PASSAGE SHOWN
===
Dinosaurs (1991) - Synopsis
The series, conceived just before Jim Henson's death, focused on a family of dinosaurs, the Sinclairs, and used ground-breaking full body, animatronic puppets.
The show was a joint venture that merged the talents and resources of Michael Jacobs Productions, The Jim Henson Company, and Disney's Touchstone Entertainment. Dinosaurs made use of a system known as animatronics to express and alter the dinosaurs' facial movements, a process developed by Brian Henson and his team at the London Creature Shop.
The show was an effective parody of human life and the American sitcom. Dinosaurs was set in the year 60,000,003 BC. Just a million years earlier, the dinosaurs behaved like animals, eating their offspring and living in swamps. But now they had evolved, raising families, living in houses, working, and paying taxes. Earl Sinclair, a megalosaurus, works for the WESAYSO Development Corporation, under the direction of triceratops B.P. Richfield, leveling forests to make way for housing developments. Earl's wife Fran, an allosaurus, runs the house and family. The Sinclairs have three children: 14-year-old son Robbie; 12-year-old daughter Charlene; and 1-year-old Baby Sinclair, whose birth is recounted in the pilot.
News articles written at the time of the premiere highlighted the show's connection to Jim Henson, who had died the year before. "Jim Henson dreamed up the show's basic concept about three years ago," said a New York Times article in April, 1991. "'He wanted it to be a sitcom with a pretty standard structure, with the biggest differences being that it's a family of dinosaurs and their society has this strange toxic life style,' said Brian Henson. But until The Simpsons took off, said Alex Rockwell, a vice president of the Henson organisation, 'people thought it was a crazy idea.'"
===
DATA EXCERPTS
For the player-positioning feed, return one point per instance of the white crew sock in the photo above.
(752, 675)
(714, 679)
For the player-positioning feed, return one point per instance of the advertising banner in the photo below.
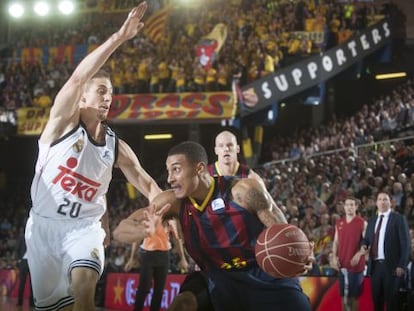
(315, 69)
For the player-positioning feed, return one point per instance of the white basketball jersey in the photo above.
(72, 176)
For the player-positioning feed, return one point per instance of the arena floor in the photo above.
(10, 304)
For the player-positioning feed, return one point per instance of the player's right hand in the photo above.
(153, 217)
(133, 24)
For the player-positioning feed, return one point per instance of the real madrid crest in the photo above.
(78, 146)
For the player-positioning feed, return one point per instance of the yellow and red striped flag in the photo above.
(155, 25)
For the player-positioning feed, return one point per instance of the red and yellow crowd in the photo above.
(311, 171)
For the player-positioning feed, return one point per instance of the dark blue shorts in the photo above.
(246, 291)
(355, 282)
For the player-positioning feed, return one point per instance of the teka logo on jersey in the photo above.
(70, 181)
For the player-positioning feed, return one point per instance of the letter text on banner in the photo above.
(31, 121)
(210, 107)
(300, 76)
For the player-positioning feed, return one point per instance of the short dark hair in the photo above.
(353, 198)
(193, 151)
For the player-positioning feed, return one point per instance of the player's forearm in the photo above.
(134, 247)
(97, 58)
(130, 231)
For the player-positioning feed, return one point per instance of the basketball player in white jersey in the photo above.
(77, 153)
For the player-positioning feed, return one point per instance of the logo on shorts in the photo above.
(78, 146)
(217, 204)
(95, 254)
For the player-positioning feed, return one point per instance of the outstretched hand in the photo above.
(133, 24)
(153, 217)
(311, 259)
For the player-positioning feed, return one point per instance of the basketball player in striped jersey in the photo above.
(221, 218)
(77, 153)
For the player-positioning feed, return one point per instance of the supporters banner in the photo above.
(323, 292)
(209, 46)
(315, 69)
(31, 121)
(155, 25)
(172, 107)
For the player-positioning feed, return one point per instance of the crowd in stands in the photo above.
(262, 36)
(312, 171)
===
WORK INSTRUCTIONS
1: Translate this sentence from the Dinosaurs synopsis into Spanish: "The show was an effective parody of human life and the American sitcom."
2: Write out the stretch of the Dinosaurs synopsis from "The show was an" through "in the pilot.", word for word.
3: According to the Dinosaurs synopsis, in what year was the show set?

ANSWERS BY TASK
1: El programa era una parodia eficaz de la vida humana y de la comedia de situación estadounidense.

2:
The show was an effective parody of human life and the American sitcom. Dinosaurs was set in the year 60,000,003 BC. Just a million years earlier, the dinosaurs behaved like animals, eating their offspring and living in swamps. But now they had evolved, raising families, living in houses, working, and paying taxes. Earl Sinclair, a megalosaurus, works for the WESAYSO Development Corporation, under the direction of triceratops B.P. Richfield, leveling forests to make way for housing developments. Earl's wife Fran, an allosaurus, runs the house and family. The Sinclairs have three children: 14-year-old son Robbie; 12-year-old daughter Charlene; and 1-year-old Baby Sinclair, whose birth is recounted in the pilot.

3: 60,000,003 BC